- Born: 1946 or 1947 (age 79–80) Natick, Massachusetts, U.S.
- Education: Harvard College
- Known for: Publisher of The Boston Globe
- Spouse: Katherine
- Children: 3
- Relatives: John I. Taylor (grandfather), Charles H. Taylor (great-grandfather)

= Benjamin B. Taylor =

American newspaper executive

Benjamin B. Taylor (born c. 1947) is an American former journalist and newspaper executive who served as publisher of The Boston Globe from 1997 to 1999, the fifth and final member of the Taylor family to oversee the Globe during a 126-year period.

==Biography==
Taylor was born in Natick, Massachusetts, and graduated from Harvard College. His father was John Ingalls Taylor (1911–1987), a former president of The Boston Globe. John Ingalls Taylor was a son of John Irving Taylor, (Note: Some sources refer to John Ingalls Taylor as John I. Taylor Jr.) owner of the Boston Red Sox in the early 20th century and youngest son of the first Globe publisher, Charles H. Taylor.

REQUIRED TASK: Go on with the biography of Benjamin B. Taylor from where it stops.

SUPPLIED ENTRIES:

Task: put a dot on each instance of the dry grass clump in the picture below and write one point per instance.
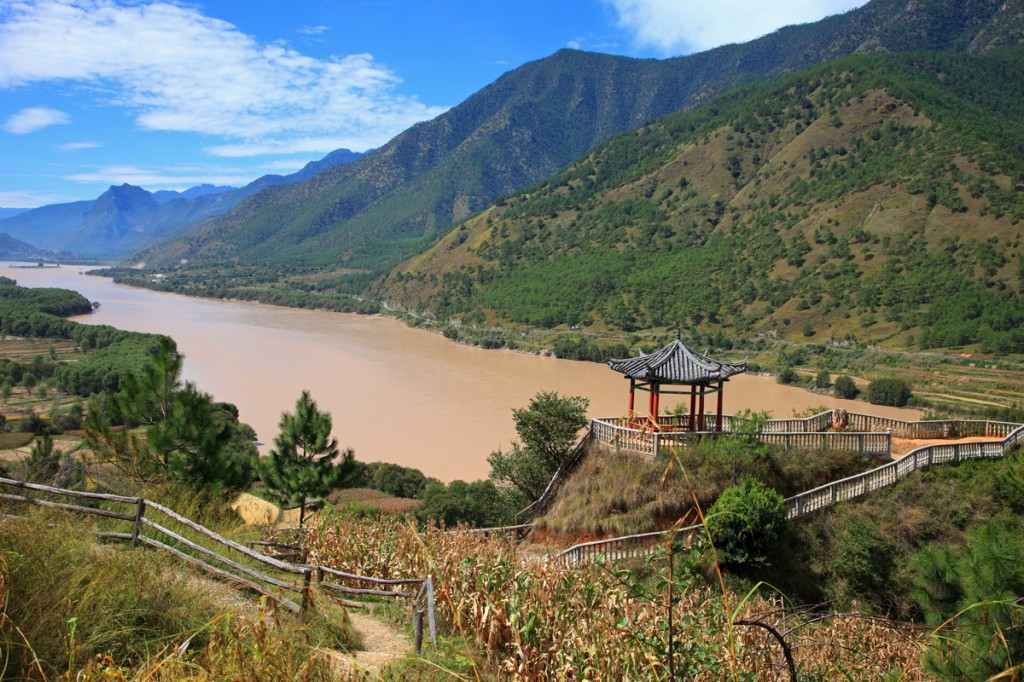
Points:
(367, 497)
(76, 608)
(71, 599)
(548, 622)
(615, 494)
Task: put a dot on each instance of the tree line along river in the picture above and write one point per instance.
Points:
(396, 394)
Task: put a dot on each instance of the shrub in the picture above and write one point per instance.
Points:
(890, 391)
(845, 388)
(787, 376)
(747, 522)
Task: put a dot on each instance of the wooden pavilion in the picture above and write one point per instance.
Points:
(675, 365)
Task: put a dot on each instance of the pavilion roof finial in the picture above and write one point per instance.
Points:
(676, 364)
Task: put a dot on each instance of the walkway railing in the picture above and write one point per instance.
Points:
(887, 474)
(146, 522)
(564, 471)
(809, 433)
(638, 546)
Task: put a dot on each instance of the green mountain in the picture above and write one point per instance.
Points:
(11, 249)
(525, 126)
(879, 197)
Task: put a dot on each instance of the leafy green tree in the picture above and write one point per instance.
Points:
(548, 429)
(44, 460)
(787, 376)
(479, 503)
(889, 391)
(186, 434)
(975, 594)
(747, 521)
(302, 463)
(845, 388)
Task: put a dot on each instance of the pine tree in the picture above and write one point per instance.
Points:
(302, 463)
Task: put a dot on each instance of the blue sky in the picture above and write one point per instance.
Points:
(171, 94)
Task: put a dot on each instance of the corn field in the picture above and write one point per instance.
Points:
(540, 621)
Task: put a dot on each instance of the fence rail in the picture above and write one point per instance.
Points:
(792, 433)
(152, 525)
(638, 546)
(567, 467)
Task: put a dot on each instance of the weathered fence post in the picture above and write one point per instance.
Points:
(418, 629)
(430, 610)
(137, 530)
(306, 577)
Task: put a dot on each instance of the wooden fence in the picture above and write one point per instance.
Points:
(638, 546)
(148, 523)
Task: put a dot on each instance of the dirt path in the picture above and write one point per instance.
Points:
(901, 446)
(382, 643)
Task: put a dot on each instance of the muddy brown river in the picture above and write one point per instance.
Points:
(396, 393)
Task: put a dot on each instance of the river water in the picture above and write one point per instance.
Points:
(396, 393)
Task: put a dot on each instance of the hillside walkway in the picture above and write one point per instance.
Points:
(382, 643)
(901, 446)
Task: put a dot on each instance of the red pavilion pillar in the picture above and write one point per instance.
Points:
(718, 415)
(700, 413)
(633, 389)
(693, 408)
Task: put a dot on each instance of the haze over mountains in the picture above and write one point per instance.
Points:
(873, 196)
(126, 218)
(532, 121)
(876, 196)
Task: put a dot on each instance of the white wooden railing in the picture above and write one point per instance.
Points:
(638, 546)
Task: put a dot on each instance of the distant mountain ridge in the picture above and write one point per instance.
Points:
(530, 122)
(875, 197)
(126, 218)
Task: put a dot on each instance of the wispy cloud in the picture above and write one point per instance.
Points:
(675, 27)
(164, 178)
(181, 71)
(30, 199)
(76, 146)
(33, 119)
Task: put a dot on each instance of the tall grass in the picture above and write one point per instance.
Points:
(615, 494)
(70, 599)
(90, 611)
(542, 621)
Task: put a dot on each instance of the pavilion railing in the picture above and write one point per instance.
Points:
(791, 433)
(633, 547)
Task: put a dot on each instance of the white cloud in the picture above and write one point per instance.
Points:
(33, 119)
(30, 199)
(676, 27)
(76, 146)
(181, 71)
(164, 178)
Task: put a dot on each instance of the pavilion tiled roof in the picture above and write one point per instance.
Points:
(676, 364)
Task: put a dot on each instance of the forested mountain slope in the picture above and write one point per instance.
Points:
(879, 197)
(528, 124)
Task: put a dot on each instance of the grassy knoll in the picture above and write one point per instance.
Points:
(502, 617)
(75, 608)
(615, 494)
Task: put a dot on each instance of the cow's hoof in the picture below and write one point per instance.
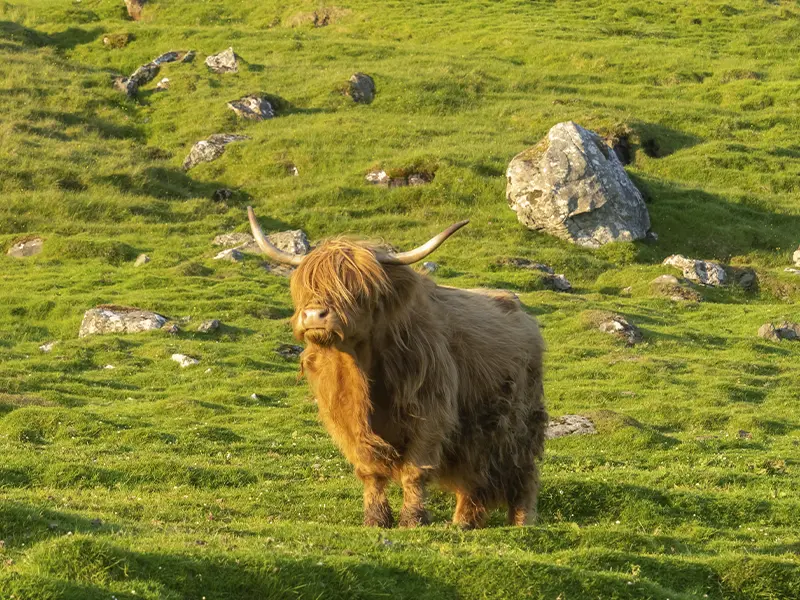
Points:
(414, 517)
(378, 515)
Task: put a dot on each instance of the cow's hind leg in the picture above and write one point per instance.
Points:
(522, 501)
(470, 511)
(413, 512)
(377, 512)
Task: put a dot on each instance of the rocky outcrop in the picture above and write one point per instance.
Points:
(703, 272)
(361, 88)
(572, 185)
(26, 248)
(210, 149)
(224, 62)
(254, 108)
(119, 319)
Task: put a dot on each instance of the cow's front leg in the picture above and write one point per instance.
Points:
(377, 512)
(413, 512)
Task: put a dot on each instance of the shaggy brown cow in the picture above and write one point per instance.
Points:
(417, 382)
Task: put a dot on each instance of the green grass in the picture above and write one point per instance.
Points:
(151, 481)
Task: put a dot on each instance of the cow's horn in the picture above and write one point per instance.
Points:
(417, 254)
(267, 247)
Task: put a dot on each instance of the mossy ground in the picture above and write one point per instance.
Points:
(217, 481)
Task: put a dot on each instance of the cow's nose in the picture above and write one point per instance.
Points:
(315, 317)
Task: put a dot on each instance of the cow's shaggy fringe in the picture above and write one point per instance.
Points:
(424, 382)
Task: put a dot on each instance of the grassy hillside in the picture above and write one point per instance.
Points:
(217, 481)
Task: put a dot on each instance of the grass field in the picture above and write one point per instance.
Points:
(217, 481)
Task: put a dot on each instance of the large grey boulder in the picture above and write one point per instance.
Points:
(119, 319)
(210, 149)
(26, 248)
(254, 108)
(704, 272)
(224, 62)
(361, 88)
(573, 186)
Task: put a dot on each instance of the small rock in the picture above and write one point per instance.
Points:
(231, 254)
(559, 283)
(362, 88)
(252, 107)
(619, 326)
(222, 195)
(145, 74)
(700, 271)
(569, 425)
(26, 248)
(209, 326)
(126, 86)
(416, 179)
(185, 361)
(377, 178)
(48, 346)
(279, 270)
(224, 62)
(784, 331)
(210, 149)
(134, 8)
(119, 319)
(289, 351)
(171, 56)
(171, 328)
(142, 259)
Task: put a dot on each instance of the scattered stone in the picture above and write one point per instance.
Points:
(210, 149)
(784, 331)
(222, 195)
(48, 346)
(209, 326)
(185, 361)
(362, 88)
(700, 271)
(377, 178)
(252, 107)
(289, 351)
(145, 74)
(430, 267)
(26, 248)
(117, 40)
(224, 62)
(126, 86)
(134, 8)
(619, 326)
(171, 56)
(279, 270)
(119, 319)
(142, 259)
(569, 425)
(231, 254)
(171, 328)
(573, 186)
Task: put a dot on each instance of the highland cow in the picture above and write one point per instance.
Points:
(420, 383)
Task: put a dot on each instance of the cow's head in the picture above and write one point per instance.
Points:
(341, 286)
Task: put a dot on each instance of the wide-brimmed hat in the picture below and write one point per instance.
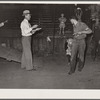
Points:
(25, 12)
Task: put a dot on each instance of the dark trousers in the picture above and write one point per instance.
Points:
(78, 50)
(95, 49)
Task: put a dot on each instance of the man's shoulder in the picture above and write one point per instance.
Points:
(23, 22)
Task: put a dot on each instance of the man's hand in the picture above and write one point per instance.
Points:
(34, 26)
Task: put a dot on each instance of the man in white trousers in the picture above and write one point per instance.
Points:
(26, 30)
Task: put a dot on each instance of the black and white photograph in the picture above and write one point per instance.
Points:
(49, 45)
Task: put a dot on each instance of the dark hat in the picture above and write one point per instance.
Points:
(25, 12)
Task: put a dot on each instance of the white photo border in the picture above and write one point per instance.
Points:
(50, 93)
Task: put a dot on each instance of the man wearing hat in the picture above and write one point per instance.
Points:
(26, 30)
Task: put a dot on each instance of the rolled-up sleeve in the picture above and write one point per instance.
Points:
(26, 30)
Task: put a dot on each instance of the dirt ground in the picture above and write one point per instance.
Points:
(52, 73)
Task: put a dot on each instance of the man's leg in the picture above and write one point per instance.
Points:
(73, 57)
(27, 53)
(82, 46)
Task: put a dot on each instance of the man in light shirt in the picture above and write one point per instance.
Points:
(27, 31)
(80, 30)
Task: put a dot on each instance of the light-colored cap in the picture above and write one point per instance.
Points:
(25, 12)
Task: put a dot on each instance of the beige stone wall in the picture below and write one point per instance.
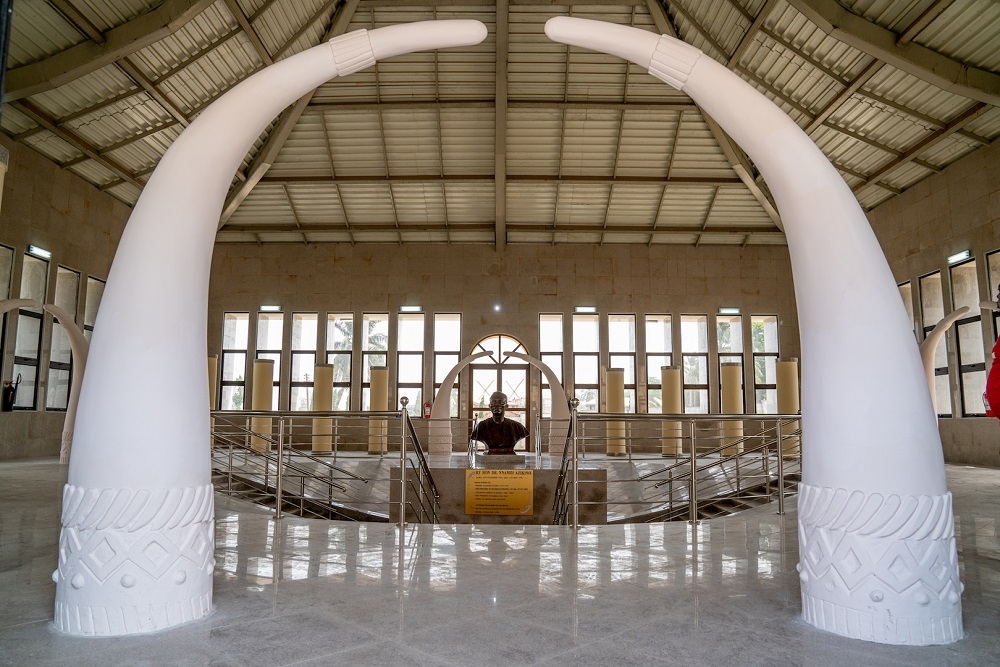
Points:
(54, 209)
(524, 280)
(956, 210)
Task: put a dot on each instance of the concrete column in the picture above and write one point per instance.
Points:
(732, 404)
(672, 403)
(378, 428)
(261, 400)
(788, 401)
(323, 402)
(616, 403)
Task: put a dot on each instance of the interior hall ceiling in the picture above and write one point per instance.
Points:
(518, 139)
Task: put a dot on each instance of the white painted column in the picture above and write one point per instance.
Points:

EXERCISE RESULT:
Taylor joined the Globe in 1972 and held various roles including general assignment reporter, consumer affairs reporter, and assistant business editor. As of mid-1987, Taylor was assistant executive editor at the Globe, and in January 1988 he became executive editor. He was made a vice-president of the newspaper in March 1991, and was an executive vice president by February 1992. In 1993, the Globe was sold to The New York Times Company, and Taylor became president of the paper. In December 1996, the Globe announced that Taylor would succeed his second cousin William O. Taylor II, who was retiring, as publisher effective April 1, 1997.

Taylor served as publisher of the Globe until July 1999, when he was succeeded by Richard H. Gilman, a senior vice-president of The New York Times. The New York Times Company cited a "difference in approach to management" for the change. Taylor continued at the Globe for several months as chairman of the board, until tendering his resignation in December 1999, effective January 13, 2000.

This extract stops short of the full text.